At 4:47 p.m. Friday, Deputy J. Brown and Dfc. P. Aurich responded to the area of Crown Drive and King Drive in Dunkirk for a report of a motorcycle collision with a pedestrian, according to a Calvert County Sheriff’s Office press release.

The pedestrian, a 65-year-old woman, was taken to Calvert Memorial Hospital with minor injuries, deputies said.

The driver of the 2001 Harley-Davidson motorcycle, William M. King Jr., 36, of Dunkirk was “sweating profusely,” according to charging documents, and had “glassy eyes and looked extremely disoriented.” When deputies tried to talk to King, he allegedly had slurred speech and gave deputies a blank stare, charging documents state.

Through investigation, deputies found the motorcycle, registered to both King and his mother, displayed expired registration, and found King’s license was suspended and revoked. Deputies said they also found a shattered stem from a glass smoking device and a burnt steel wool pad, often used to filter drugs in smoking devices, and a plastic bag with a white powder substance, which King identified as crack cocaine, in King’s right front pants pocket. King allegedly admitted to using Suboxone and Xanax earlier in the day.

King initially refused treatment but was later taken to CMH where he was treated for a broken clavicle.

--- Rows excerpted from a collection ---

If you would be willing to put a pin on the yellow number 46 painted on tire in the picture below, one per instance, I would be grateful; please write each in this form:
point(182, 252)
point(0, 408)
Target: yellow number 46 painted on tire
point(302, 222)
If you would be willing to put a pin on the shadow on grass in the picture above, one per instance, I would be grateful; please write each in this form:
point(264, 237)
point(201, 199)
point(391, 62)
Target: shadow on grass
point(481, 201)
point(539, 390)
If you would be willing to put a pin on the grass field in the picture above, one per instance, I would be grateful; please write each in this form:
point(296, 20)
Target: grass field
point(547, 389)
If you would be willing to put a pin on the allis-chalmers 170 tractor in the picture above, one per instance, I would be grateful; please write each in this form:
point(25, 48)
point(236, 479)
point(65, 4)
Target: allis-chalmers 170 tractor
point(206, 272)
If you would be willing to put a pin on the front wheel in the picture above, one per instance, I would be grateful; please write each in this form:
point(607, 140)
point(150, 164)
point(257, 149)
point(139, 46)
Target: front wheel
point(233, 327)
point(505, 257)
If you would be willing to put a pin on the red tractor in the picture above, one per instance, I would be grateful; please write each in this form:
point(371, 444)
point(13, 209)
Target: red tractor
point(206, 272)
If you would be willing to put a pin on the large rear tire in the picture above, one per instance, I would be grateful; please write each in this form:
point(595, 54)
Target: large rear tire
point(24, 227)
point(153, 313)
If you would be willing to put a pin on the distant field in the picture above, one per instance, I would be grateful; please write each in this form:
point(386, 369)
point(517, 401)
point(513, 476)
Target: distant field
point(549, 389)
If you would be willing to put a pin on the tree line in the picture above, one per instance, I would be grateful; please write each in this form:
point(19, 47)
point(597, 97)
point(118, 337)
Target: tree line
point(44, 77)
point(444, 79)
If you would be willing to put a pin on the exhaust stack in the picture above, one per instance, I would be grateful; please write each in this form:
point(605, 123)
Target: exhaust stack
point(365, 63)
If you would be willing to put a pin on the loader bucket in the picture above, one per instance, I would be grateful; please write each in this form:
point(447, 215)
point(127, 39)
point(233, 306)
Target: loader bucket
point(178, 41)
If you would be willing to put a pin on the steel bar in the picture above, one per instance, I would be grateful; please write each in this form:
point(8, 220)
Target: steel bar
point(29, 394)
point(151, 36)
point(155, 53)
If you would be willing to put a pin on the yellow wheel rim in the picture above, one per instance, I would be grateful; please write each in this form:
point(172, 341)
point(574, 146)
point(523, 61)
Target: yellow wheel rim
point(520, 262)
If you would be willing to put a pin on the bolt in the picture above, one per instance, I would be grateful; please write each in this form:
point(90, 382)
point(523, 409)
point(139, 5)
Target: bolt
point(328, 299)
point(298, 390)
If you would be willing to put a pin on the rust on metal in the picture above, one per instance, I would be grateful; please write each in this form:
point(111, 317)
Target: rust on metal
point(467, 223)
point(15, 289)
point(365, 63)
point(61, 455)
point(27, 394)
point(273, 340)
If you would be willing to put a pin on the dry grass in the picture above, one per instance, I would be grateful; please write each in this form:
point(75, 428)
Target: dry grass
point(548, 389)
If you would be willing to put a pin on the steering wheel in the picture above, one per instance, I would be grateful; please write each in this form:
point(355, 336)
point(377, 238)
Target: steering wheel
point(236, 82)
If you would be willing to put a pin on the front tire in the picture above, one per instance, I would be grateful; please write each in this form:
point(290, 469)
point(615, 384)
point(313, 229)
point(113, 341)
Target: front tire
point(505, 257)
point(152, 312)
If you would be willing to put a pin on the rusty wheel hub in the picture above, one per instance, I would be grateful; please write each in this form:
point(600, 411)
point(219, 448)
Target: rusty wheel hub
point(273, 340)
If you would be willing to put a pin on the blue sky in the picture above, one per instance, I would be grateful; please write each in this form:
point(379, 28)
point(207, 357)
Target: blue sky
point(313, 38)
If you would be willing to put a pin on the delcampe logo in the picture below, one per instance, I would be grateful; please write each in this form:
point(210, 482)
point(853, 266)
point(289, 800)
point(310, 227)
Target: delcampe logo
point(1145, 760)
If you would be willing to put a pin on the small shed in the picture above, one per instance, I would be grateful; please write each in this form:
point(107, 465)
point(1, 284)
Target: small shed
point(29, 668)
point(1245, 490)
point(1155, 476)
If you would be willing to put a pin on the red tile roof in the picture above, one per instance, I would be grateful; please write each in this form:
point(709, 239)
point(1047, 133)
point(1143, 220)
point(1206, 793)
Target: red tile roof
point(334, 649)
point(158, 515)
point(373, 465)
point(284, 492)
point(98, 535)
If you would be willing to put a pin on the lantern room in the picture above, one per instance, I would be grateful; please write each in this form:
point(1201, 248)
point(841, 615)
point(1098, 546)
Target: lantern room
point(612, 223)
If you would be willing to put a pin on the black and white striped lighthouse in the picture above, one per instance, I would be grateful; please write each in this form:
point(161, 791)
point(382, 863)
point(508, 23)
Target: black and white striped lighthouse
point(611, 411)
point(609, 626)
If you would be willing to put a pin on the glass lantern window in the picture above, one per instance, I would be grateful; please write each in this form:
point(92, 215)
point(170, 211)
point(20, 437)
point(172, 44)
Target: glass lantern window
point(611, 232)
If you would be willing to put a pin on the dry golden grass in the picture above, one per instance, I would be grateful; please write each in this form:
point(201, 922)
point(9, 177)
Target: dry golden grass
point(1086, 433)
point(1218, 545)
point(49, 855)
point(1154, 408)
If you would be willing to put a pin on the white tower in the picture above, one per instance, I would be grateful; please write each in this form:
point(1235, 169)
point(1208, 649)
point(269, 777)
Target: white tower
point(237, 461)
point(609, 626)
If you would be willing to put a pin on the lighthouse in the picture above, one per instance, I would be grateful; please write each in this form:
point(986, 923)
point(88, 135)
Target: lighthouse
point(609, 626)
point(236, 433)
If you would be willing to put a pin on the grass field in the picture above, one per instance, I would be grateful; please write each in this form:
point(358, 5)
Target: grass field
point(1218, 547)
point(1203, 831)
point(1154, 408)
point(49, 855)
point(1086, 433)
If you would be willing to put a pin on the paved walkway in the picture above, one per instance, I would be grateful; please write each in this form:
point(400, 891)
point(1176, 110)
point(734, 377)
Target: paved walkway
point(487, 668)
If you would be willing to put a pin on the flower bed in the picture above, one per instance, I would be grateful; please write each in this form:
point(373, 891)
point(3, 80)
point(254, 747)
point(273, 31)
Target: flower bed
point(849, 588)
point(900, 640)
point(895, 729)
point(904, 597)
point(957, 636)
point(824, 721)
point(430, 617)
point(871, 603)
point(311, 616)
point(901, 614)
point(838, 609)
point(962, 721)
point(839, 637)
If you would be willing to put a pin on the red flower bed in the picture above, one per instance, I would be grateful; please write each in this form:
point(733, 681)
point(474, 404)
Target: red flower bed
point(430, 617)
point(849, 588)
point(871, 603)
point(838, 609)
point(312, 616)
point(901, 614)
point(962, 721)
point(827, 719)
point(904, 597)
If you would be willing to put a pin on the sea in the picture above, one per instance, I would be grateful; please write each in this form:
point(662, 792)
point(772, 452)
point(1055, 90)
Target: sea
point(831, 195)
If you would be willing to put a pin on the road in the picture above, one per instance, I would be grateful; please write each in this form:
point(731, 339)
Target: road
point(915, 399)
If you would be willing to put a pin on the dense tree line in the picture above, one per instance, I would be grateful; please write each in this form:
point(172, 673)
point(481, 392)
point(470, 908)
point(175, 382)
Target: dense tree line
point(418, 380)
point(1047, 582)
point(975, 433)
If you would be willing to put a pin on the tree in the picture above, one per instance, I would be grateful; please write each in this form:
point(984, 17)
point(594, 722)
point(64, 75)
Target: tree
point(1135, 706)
--
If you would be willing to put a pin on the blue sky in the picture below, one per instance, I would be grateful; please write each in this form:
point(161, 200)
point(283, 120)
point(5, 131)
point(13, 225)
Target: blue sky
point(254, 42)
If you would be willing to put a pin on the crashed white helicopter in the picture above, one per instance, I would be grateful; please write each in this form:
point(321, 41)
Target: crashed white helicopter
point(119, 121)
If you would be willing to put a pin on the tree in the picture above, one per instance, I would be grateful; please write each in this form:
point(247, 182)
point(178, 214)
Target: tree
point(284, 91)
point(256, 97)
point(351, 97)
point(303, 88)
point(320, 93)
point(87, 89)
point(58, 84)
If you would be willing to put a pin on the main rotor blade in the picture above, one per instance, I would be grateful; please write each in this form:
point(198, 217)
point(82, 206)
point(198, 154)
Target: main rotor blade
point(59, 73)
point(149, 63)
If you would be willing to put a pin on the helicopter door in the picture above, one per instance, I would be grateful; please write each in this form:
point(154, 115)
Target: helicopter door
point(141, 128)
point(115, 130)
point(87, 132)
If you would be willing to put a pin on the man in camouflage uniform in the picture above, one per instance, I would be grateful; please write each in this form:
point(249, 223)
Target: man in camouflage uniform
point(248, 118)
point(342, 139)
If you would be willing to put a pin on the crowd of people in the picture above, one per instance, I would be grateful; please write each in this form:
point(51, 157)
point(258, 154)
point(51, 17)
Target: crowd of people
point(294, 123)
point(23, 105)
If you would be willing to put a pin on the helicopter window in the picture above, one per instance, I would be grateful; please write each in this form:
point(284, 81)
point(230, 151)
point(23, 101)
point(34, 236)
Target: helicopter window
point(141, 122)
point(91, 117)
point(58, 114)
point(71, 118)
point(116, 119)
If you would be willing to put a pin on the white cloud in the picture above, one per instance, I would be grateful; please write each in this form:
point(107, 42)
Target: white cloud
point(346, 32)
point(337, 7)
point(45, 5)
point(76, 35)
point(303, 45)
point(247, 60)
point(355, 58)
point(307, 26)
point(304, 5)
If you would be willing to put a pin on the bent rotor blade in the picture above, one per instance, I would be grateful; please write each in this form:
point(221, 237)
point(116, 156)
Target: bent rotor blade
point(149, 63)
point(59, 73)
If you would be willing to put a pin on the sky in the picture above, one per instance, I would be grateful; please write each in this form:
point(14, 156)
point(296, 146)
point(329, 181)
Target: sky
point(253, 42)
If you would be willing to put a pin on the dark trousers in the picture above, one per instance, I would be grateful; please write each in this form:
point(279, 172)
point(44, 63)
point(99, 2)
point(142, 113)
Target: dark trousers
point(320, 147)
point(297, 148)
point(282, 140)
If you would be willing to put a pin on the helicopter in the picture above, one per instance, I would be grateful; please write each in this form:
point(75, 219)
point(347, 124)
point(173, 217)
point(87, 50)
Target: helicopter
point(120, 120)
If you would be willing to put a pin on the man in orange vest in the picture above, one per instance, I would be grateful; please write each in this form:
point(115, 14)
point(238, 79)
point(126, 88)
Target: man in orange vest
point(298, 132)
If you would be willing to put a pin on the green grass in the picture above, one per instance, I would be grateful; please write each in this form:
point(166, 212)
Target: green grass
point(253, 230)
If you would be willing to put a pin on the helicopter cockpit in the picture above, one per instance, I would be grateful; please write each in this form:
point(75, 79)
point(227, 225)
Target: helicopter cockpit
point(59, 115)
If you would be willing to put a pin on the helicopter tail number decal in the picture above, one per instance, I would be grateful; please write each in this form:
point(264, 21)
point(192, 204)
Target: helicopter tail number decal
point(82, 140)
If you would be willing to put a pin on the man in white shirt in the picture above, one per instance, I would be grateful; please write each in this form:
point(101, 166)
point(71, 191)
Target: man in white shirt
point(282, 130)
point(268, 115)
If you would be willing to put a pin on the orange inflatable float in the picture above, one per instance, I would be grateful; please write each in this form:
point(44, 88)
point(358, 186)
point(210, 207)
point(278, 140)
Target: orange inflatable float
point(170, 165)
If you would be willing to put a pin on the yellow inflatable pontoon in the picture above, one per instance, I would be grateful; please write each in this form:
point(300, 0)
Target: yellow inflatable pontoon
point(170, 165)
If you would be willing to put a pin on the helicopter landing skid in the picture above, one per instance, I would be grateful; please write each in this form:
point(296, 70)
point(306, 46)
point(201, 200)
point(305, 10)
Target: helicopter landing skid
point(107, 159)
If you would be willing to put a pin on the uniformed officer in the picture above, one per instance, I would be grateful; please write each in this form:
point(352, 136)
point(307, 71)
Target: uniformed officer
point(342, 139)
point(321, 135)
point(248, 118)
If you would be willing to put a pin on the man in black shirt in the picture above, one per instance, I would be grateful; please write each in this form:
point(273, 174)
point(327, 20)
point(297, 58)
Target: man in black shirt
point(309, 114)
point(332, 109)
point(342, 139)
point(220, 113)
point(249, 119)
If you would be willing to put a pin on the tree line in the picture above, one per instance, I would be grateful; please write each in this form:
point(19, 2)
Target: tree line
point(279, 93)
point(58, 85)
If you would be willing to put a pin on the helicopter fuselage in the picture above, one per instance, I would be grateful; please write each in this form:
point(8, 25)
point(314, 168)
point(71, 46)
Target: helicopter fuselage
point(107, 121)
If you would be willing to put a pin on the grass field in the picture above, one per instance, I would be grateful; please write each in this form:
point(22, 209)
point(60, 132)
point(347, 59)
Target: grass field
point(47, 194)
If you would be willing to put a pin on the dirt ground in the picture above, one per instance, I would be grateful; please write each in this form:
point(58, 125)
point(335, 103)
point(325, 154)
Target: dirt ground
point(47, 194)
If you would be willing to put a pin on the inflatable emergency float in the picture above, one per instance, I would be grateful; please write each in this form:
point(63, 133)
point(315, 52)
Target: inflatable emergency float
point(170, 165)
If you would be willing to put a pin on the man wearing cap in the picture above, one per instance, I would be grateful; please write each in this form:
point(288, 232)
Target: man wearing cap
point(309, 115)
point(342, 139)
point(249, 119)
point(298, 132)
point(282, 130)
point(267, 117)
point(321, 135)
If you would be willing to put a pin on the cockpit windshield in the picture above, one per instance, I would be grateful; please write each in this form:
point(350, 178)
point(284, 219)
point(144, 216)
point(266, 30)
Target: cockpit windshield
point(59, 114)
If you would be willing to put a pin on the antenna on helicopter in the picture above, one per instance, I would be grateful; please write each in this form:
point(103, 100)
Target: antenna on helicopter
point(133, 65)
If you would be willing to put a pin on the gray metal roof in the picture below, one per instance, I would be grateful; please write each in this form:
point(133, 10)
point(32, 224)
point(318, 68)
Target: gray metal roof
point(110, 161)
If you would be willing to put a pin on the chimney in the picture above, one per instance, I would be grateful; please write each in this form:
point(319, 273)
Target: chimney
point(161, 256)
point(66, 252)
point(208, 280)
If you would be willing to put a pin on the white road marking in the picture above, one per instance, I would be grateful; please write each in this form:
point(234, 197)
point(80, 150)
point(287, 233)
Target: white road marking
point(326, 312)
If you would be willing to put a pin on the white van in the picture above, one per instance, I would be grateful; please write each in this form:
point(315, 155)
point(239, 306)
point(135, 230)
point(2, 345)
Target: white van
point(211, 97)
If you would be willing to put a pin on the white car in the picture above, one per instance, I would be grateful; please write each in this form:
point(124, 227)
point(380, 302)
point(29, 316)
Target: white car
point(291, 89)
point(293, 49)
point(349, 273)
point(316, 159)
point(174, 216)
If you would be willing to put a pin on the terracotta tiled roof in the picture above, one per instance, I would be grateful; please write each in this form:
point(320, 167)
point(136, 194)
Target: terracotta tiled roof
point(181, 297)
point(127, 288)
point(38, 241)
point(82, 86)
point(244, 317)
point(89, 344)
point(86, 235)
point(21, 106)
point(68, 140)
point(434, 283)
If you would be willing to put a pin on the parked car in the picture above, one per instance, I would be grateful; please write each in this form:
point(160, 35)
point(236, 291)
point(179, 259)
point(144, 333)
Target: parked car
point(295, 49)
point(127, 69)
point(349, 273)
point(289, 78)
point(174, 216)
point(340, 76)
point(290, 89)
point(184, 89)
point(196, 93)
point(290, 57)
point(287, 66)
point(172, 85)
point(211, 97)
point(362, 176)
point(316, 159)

--- Questions to answer ---
A: Do these statements agree with the collision report? Answer yes or no for each, and quote the words that decide it. (i) The pedestrian was a 65-year-old woman taken to Calvert Memorial Hospital. (ii) The motorcycle was registered only to King. (iii) King accepted treatment as soon as it was offered.
B: Can you reproduce everything in the collision report from "The pedestrian, a" down to "charging documents state."?
These rows come from a source separate from the collision report.

--- Written answers ---
A:
(i) Yes: "The pedestrian, a 65-year-old woman, was taken to Calvert Memorial Hospital with minor injuries"
(ii) No: "registered to both King and his mother"
(iii) No: "King initially refused treatment"

B:
The pedestrian, a 65-year-old woman, was taken to Calvert Memorial Hospital with minor injuries, deputies said.

The driver of the 2001 Harley-Davidson motorcycle, William M. King Jr., 36, of Dunkirk was “sweating profusely,” according to charging documents, and had “glassy eyes and looked extremely disoriented.” When deputies tried to talk to King, he allegedly had slurred speech and gave deputies a blank stare, charging documents state.